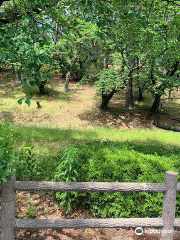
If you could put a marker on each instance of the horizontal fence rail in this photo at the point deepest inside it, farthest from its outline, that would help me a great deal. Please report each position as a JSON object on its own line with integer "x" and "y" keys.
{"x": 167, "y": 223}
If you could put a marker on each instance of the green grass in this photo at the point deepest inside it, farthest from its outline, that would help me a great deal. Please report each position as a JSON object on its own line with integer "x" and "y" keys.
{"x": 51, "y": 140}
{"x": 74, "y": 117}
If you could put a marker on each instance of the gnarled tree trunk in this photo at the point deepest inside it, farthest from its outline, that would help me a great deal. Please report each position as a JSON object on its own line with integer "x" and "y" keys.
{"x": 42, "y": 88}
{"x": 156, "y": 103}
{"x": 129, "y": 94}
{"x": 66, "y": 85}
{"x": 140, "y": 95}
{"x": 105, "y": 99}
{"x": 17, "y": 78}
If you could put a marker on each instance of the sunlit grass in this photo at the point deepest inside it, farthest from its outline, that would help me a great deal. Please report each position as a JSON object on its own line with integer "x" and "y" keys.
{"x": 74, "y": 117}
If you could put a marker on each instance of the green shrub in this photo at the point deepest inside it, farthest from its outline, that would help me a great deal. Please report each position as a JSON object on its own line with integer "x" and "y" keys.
-=-=-=-=-
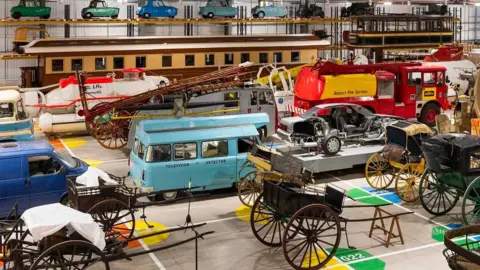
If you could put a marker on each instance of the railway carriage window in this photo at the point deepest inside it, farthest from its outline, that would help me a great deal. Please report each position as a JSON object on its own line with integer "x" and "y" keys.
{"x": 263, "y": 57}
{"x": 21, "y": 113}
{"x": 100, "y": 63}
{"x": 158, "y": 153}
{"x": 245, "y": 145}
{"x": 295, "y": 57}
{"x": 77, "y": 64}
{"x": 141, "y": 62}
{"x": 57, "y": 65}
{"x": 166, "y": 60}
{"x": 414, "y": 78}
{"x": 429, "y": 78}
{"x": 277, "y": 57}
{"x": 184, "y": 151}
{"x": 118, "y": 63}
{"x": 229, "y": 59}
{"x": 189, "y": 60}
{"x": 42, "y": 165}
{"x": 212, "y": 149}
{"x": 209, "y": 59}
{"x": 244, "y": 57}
-=-=-=-=-
WHAT THE EXERCISE ASKS: Please output the lines of the listing above that fall in the stretch from the one with "of the horizontal" through the one with "the green shrub", exactly and only those.

RESULT:
If you could put a marker on each instance of the horizontal fence rail in this photo at the point deepest inside it, farthest from its outline, that would help me a great deal. Please report each position as a JSON object on its own line with integer "x" and "y" keys.
{"x": 167, "y": 223}
If you could put a marker on each instance of the green grass in this photo at the point deepest inside it, farthest from its outline, that would help me a great deal. Please report each position as a JSON object on its own line with integer "x" and "y" keys.
{"x": 51, "y": 140}
{"x": 74, "y": 117}
If you could put a marker on each instance of the gnarled tree trunk in this photo at the point deepest inside it, farthest from its outline, that would help me a great deal. Please report each position as a JSON object on its own line with integer "x" and "y" keys.
{"x": 42, "y": 88}
{"x": 156, "y": 103}
{"x": 129, "y": 94}
{"x": 66, "y": 85}
{"x": 140, "y": 95}
{"x": 105, "y": 99}
{"x": 17, "y": 78}
If you could put a marker on each instance of the sunlit grass in this photo at the point deepest inside it, farthest from its outline, that would help me a great deal. Please report each position as a JSON object on its own line with integer "x" and "y" keys.
{"x": 74, "y": 117}
If you could put a marker on each instance of the green shrub in this photo at the point deepest inside it, farthest from its outline, that would help me a great deal. Please report each position as a JSON object on its own line with integer "x" and "y" keys.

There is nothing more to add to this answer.